What the exercise asks:
From the data below, copy each line that includes the word "tail".

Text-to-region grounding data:
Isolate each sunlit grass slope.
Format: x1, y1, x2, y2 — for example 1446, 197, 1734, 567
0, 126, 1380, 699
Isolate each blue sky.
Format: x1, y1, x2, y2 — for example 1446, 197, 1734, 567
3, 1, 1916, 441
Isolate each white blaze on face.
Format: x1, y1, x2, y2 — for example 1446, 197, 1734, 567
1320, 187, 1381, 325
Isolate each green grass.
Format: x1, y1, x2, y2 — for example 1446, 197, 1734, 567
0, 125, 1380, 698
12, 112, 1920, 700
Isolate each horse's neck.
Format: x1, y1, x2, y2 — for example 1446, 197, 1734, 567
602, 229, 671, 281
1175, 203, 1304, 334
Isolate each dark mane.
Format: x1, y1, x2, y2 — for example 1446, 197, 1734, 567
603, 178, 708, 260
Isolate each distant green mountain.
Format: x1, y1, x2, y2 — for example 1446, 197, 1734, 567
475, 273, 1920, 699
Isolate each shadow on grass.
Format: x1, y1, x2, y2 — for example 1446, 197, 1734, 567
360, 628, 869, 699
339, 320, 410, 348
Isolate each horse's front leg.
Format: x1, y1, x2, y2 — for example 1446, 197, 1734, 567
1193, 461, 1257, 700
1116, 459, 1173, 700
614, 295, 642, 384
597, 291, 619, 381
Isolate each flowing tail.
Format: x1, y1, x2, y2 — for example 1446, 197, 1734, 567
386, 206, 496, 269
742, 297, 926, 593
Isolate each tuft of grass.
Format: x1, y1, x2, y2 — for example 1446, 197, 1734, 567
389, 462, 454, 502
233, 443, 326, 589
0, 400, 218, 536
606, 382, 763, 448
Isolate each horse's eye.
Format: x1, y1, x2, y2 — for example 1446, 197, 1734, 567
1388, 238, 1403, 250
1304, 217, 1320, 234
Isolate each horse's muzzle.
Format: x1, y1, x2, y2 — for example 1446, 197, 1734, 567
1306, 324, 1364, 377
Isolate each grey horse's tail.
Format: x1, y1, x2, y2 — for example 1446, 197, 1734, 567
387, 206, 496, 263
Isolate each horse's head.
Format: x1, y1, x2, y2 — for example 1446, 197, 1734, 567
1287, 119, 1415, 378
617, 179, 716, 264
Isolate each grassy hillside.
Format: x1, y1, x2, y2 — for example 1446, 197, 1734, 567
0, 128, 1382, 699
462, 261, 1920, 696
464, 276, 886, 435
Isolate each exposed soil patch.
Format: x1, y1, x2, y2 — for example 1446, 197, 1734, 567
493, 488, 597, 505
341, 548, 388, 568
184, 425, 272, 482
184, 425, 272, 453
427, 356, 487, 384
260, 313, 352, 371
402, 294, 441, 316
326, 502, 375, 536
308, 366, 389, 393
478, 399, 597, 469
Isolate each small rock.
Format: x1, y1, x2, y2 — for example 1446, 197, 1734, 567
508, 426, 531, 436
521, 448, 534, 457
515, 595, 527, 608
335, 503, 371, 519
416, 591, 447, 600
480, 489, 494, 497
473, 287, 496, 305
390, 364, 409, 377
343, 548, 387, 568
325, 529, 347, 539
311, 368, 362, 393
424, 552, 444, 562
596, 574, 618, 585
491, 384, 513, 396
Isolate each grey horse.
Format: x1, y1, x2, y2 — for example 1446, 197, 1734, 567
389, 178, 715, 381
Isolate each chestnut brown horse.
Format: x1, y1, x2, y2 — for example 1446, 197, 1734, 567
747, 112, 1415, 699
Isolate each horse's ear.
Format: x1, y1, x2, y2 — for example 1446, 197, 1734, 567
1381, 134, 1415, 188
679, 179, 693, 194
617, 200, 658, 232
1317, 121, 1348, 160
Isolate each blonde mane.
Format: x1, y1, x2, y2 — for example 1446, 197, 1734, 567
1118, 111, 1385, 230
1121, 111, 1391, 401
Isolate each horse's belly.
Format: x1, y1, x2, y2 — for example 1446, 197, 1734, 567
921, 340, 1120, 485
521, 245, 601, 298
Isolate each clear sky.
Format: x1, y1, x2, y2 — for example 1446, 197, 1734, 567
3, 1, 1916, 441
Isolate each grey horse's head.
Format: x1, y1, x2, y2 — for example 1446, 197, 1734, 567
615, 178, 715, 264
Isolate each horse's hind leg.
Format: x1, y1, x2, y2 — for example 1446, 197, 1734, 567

Task response:
Isolate each flowing tail.
Isolate each grey horse's tail.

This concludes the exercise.